Please reproduce each line of the data below character for character, without changing anything.

--- Begin Material for this exercise ---

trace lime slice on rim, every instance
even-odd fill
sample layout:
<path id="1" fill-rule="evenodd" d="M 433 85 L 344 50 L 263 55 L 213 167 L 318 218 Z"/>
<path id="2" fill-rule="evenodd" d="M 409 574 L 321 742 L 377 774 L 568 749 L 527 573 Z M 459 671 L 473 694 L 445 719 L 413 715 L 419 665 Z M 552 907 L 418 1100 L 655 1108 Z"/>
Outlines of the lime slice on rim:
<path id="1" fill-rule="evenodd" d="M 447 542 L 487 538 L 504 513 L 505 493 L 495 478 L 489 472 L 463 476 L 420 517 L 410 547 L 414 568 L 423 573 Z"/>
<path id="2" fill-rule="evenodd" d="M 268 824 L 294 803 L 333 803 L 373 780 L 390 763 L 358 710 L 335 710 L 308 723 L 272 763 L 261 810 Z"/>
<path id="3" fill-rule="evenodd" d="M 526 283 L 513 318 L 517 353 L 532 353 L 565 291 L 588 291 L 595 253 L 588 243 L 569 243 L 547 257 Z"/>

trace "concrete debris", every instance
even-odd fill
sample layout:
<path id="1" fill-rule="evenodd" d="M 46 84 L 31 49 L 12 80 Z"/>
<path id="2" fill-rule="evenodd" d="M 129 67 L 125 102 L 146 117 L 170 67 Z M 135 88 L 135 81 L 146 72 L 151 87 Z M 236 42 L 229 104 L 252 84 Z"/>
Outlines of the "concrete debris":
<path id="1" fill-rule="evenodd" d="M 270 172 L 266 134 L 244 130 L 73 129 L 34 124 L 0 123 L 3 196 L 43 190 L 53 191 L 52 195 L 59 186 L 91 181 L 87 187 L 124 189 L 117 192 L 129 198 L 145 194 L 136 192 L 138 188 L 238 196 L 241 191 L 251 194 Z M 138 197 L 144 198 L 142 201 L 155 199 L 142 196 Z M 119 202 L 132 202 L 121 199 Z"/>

--- End Material for this exercise ---

### [Expected answer]
trace lime slice on rim, every instance
even-odd fill
sample layout:
<path id="1" fill-rule="evenodd" d="M 433 85 L 344 50 L 263 55 L 213 167 L 318 218 Z"/>
<path id="2" fill-rule="evenodd" d="M 409 574 L 321 742 L 377 774 L 568 749 L 527 573 Z M 459 671 L 473 694 L 445 719 L 413 715 L 419 665 Z M 552 907 L 418 1100 L 655 1108 Z"/>
Outlines of the lime slice on rim:
<path id="1" fill-rule="evenodd" d="M 447 542 L 487 538 L 504 513 L 505 493 L 495 478 L 489 472 L 463 476 L 420 517 L 410 547 L 414 568 L 423 573 Z"/>
<path id="2" fill-rule="evenodd" d="M 268 824 L 294 803 L 333 803 L 373 780 L 390 763 L 358 710 L 335 710 L 308 723 L 272 763 L 261 810 Z"/>
<path id="3" fill-rule="evenodd" d="M 526 283 L 513 318 L 517 353 L 532 353 L 565 291 L 588 291 L 595 253 L 588 243 L 569 243 L 547 257 Z"/>

trace "concrete debris", every instance
even-odd fill
sample layout:
<path id="1" fill-rule="evenodd" d="M 46 84 L 31 49 L 12 80 Z"/>
<path id="2" fill-rule="evenodd" d="M 129 67 L 125 102 L 146 117 L 170 67 Z M 135 88 L 135 81 L 146 72 L 151 87 Z M 236 42 L 229 104 L 252 84 Z"/>
Outlines of the "concrete debris":
<path id="1" fill-rule="evenodd" d="M 270 172 L 266 134 L 244 130 L 73 129 L 34 124 L 0 123 L 3 196 L 43 190 L 53 191 L 52 195 L 59 186 L 91 181 L 87 187 L 124 189 L 117 192 L 129 198 L 145 194 L 136 192 L 138 188 L 238 196 L 241 191 L 251 194 Z M 138 197 L 144 198 L 142 201 L 155 199 L 142 196 Z M 119 202 L 132 202 L 121 199 Z"/>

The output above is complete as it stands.